> [REQUIRED ACTION]: No pictures in the copy. Write out the listing below exactly.

> [MATERIAL FOR THIS TASK]:
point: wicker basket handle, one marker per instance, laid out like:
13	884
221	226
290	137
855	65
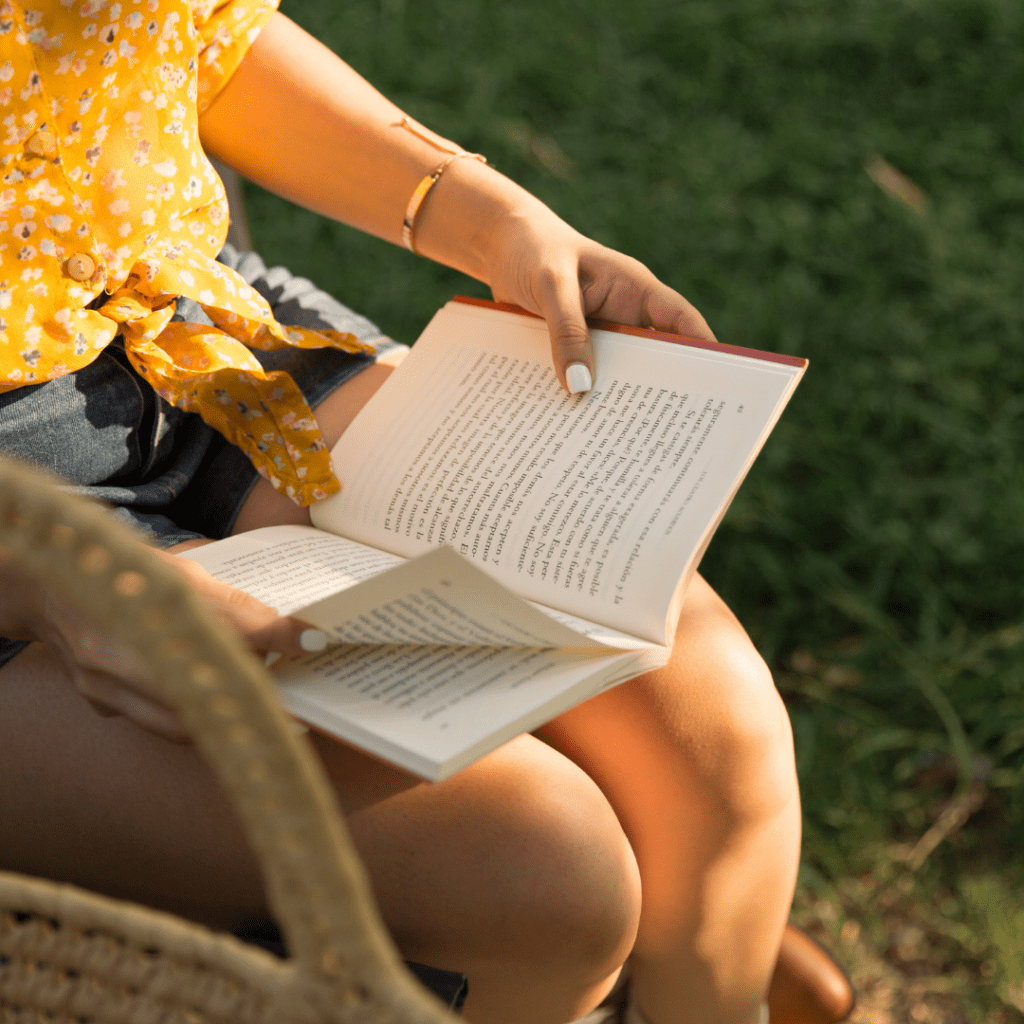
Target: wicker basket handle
315	884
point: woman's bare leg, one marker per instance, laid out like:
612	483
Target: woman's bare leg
516	871
696	760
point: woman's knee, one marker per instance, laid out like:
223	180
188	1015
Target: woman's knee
518	859
744	755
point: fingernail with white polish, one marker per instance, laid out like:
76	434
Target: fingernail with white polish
312	640
578	378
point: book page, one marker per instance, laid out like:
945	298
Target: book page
358	595
433	710
288	567
597	504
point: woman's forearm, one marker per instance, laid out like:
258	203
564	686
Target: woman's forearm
297	120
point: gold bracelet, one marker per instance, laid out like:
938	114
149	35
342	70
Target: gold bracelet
412	211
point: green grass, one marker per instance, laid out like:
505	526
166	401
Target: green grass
877	552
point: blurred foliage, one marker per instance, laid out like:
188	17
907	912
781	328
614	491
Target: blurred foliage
735	146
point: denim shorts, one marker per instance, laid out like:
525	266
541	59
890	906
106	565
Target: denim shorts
164	471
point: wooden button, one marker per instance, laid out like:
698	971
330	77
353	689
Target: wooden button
81	266
43	143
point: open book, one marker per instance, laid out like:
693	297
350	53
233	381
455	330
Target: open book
502	551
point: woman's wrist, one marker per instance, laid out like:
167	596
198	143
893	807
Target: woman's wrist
465	220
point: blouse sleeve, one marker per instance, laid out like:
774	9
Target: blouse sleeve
225	30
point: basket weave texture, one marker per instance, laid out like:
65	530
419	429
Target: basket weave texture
70	955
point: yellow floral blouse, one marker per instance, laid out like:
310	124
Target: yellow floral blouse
110	210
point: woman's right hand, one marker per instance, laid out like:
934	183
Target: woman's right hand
108	674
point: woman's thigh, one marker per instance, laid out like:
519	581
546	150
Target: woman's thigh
520	850
521	840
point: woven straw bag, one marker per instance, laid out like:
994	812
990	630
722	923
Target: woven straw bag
70	955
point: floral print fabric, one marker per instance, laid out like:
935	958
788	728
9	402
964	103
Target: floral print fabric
110	210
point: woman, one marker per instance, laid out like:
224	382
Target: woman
659	820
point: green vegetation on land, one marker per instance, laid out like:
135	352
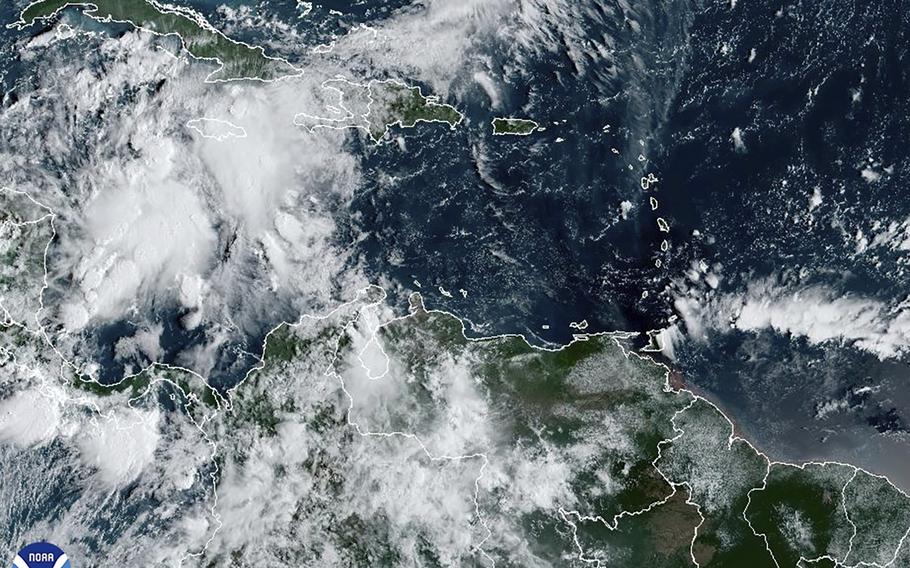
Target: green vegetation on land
800	512
201	40
395	103
513	126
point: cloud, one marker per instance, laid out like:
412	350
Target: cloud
817	313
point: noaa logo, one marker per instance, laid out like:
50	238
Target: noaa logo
41	555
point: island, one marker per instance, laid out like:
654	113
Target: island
201	40
376	107
513	126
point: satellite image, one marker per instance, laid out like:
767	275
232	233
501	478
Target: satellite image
455	283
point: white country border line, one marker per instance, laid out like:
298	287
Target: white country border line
89	8
535	128
233	130
362	121
580	337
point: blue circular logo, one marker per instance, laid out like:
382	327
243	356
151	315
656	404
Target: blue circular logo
41	555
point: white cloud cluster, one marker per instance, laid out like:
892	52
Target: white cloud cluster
817	313
235	226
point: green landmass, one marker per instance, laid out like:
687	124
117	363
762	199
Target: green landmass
881	515
800	511
395	103
720	475
201	40
513	126
662	481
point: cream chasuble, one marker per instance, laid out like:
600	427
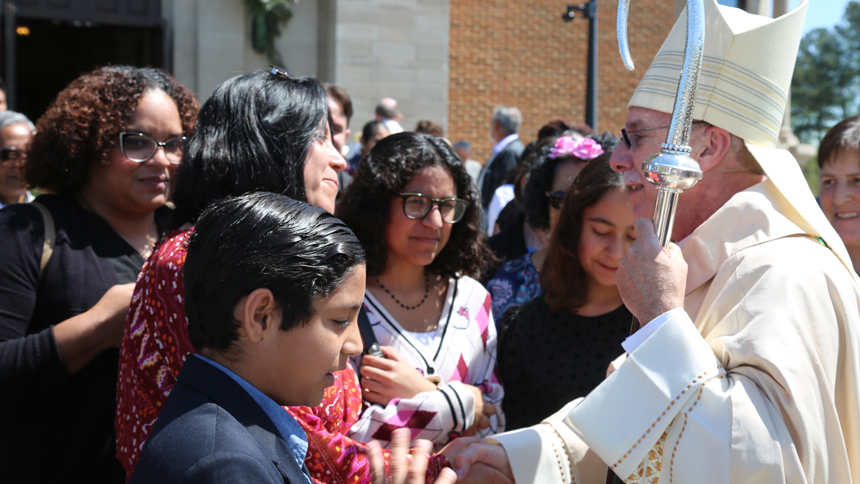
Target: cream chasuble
760	384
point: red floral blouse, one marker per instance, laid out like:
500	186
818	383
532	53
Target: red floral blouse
154	348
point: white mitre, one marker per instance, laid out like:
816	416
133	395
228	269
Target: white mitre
744	86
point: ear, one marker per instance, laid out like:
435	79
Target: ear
258	314
713	146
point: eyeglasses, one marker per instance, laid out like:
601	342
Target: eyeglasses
556	198
140	148
417	206
625	135
9	153
279	72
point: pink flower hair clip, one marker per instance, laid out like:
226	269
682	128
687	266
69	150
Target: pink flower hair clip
583	148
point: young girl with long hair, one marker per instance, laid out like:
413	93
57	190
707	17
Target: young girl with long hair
558	346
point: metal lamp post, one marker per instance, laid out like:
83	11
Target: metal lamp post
589	11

> [SOLUTION TO THE EXERCISE]:
point: wicker basket handle, one marker per instance, laid out like:
13	884
221	226
290	137
855	65
Target: wicker basket handle
315	884
point: woman's bare leg, one marker per instance, laid out like:
612	483
Target: woman's bare leg
516	871
696	760
point: woman's knee, one marker per instance, laid out like:
223	180
188	1015
Target: woman's knee
518	859
744	755
point: fingernail with white polish, one marker per instance, laid out like:
76	434
Target: fingernail with white polish
312	640
578	378
point: book page, one marker per instance, laid out like:
945	298
Target: book page
358	595
433	710
288	567
597	504
point: woman's forearm, one marker per instance, laid out like:
258	203
564	686
Target: woman's forearm
297	120
point: gold bracelet, one marker per instance, laid out like:
938	114
149	35
342	70
Target: gold bracelet
412	211
point: green grass, one marker per instance, laid out like:
505	526
166	401
Target: green grass
877	552
point: blurred foliage, one marker per instance, laid out like:
188	17
907	912
781	328
614	491
Target: blurred foliage
735	146
point: denim shorts, one marker per instance, laid out like:
525	266
541	59
890	906
106	565
Target: denim shorts
164	471
point: wooden button, one marker per instance, laid out like:
698	971
330	77
353	689
Target: wooden button
81	266
43	143
point: open book, one marker per instance, laid out like:
693	297
350	53
233	381
455	330
Target: open book
502	551
point: woman's wrist, one marker per instance, laid out like:
167	596
198	143
893	807
Target: woman's wrist
465	220
point: blouse sleeve, one marker per instance, laid out like:
774	9
Target: blouse sleeve
225	30
point: basket weave texture, one marker per instance, laid out like:
65	530
419	429
Target: basket weave texture
70	955
point: yellow floral blouse, one marker per instance, laid out like:
310	124
Target: yellow floral blouse
110	210
point: woman's right hand, one marker per instance, laid out like:
934	183
Target: woman's right hand
108	674
point: woman's thigh, one marker per instance, laid out like:
519	581
546	150
Target: woman's thigh
520	850
521	840
point: woven straw bag, one marker per instance, laid out like:
994	812
990	630
722	923
Target: woven straw bag
70	955
point: floral print fabric, one marker per instance, laid out like:
935	958
788	728
9	402
964	103
Target: floral print fabric
110	210
point: woman, one marker per instance, laid out like:
224	382
Target: woman
659	820
point: green vegetation on land, one marker per instance, laid out like:
135	352
Target: green vegetation on land
800	512
201	40
395	103
513	126
point: cloud, one marker per instance, laid out like:
412	350
Target: cloud
817	313
point: noaa logo, one marker per instance, laid out like:
50	238
Target: noaa logo
41	555
point: island, one marker per instance, laid out like:
654	113
Target: island
201	40
376	107
513	126
point: satellite image, one marker per instance, laid out like:
767	275
232	233
501	478
Target: satellite image
455	283
point: white country border line, one marker per instance, laid out like:
298	287
Target: white country border line
89	8
535	128
233	130
362	121
580	337
point: blue circular logo, one marker per instance, laid out like:
382	327
243	356
151	315
656	404
Target: blue circular logo
41	555
point: white cloud cluster, one marker per instance, laid out like:
892	52
Target: white cloud cluster
817	313
235	226
point: green landmass, one marker per instance, laid out like:
687	124
117	363
762	199
Target: green landmass
881	515
800	511
395	103
720	475
201	40
513	126
662	481
point: cream chasuble, one marker per instance, laid out like:
600	427
Target: cream chasuble
760	384
point: red floral blouse, one marker per instance, laid out like:
500	186
818	383
532	53
Target: red floral blouse
154	348
point: white mitre, one marker per instance, laid out like:
816	416
133	395
228	269
Target: white mitre
744	86
point: ear, one marker per instance, laid out like:
435	79
Target: ear
258	314
713	146
point: eyeglasses, one marker per instance, laid out like:
601	342
Target: eyeglasses
556	198
140	148
417	206
625	135
9	153
279	72
point: pink flower hair clip, one marker per instance, laid out like:
226	269
682	128
687	266
69	150
Target: pink flower hair clip
583	148
point: young girl with long hair, one marker per instance, laid out like:
413	93
57	190
707	17
Target: young girl with long hair
558	346
point: metal lamp post, one marker per instance, laid out like:
83	11
Target: metal lamp post
589	11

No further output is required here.